(Stored records)

________________________

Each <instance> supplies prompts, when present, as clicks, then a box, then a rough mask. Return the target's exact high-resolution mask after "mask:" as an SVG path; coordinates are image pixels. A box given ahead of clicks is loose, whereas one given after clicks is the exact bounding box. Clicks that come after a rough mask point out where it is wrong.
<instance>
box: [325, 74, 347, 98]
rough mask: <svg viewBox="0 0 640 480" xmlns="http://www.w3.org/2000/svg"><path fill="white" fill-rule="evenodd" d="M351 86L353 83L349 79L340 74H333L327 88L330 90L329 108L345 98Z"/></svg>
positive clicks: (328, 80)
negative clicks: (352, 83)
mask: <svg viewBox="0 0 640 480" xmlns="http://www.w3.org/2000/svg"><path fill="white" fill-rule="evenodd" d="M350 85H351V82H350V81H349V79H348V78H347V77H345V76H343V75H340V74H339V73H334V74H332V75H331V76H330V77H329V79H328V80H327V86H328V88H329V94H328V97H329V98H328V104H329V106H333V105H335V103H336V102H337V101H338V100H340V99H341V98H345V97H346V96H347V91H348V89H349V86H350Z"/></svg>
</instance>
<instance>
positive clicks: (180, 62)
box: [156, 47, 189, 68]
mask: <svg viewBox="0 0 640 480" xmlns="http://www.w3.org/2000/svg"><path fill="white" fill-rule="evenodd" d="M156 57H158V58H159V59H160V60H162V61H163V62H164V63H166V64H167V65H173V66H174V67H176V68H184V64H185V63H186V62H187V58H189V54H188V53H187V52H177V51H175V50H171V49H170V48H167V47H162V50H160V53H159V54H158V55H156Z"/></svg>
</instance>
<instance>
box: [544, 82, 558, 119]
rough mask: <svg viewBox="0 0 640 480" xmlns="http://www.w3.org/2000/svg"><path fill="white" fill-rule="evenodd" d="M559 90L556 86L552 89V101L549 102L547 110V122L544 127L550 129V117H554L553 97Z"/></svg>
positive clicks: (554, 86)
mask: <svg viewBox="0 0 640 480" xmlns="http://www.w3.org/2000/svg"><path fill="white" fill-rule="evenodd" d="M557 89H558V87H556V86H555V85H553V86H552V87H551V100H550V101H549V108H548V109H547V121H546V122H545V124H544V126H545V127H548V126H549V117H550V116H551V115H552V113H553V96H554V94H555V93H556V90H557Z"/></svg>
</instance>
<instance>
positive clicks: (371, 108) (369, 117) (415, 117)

________________________

*GOAL OF THE EXERCISE*
All the lines above need to be retyped exactly, with nothing left out.

*TASK ANSWER*
Each <instance> supplies prompts, when present, as clicks, then a box, then a rough mask. Return the target's exact high-resolution mask after "mask:" as an SVG path; coordinates are image pixels. A box given ahead of clicks is loose, whereas one given after clicks is the exact bounding box. Clicks that come after a rough mask point out where it is wrong.
<instance>
box: [325, 74, 347, 98]
rough mask: <svg viewBox="0 0 640 480" xmlns="http://www.w3.org/2000/svg"><path fill="white" fill-rule="evenodd" d="M351 86L353 83L349 79L340 74H333L327 88L330 90L329 108L345 98Z"/></svg>
positive clicks: (328, 80)
negative clicks: (352, 83)
mask: <svg viewBox="0 0 640 480" xmlns="http://www.w3.org/2000/svg"><path fill="white" fill-rule="evenodd" d="M350 85H351V82H350V81H349V79H348V78H347V77H345V76H343V75H340V74H339V73H334V74H332V75H331V76H330V77H329V79H328V80H327V86H328V88H329V94H328V97H329V98H328V104H329V106H333V105H335V103H336V102H337V101H338V100H340V99H341V98H345V97H346V96H347V91H348V89H349V86H350Z"/></svg>
</instance>
<instance>
positive clicks: (180, 62)
box: [156, 47, 189, 68]
mask: <svg viewBox="0 0 640 480" xmlns="http://www.w3.org/2000/svg"><path fill="white" fill-rule="evenodd" d="M156 57H158V58H159V59H160V60H162V61H163V62H164V63H166V64H167V65H173V66H174V67H176V68H184V64H185V63H186V62H187V58H189V54H188V53H187V52H177V51H175V50H171V49H170V48H167V47H162V50H160V53H159V54H158V55H156Z"/></svg>
</instance>
<instance>
box: [544, 82, 558, 119]
rough mask: <svg viewBox="0 0 640 480" xmlns="http://www.w3.org/2000/svg"><path fill="white" fill-rule="evenodd" d="M559 90L556 86L552 89V101L549 102L547 110V122L544 127L550 129V117H554L553 97Z"/></svg>
positive clicks: (554, 86)
mask: <svg viewBox="0 0 640 480" xmlns="http://www.w3.org/2000/svg"><path fill="white" fill-rule="evenodd" d="M557 89H558V87H556V86H555V85H553V86H552V87H551V100H550V101H549V108H548V109H547V121H546V122H545V124H544V126H545V127H548V126H549V117H550V116H551V115H552V113H553V96H554V94H555V93H556V90H557Z"/></svg>
</instance>
<instance>
positive clicks: (371, 108) (369, 117) (415, 117)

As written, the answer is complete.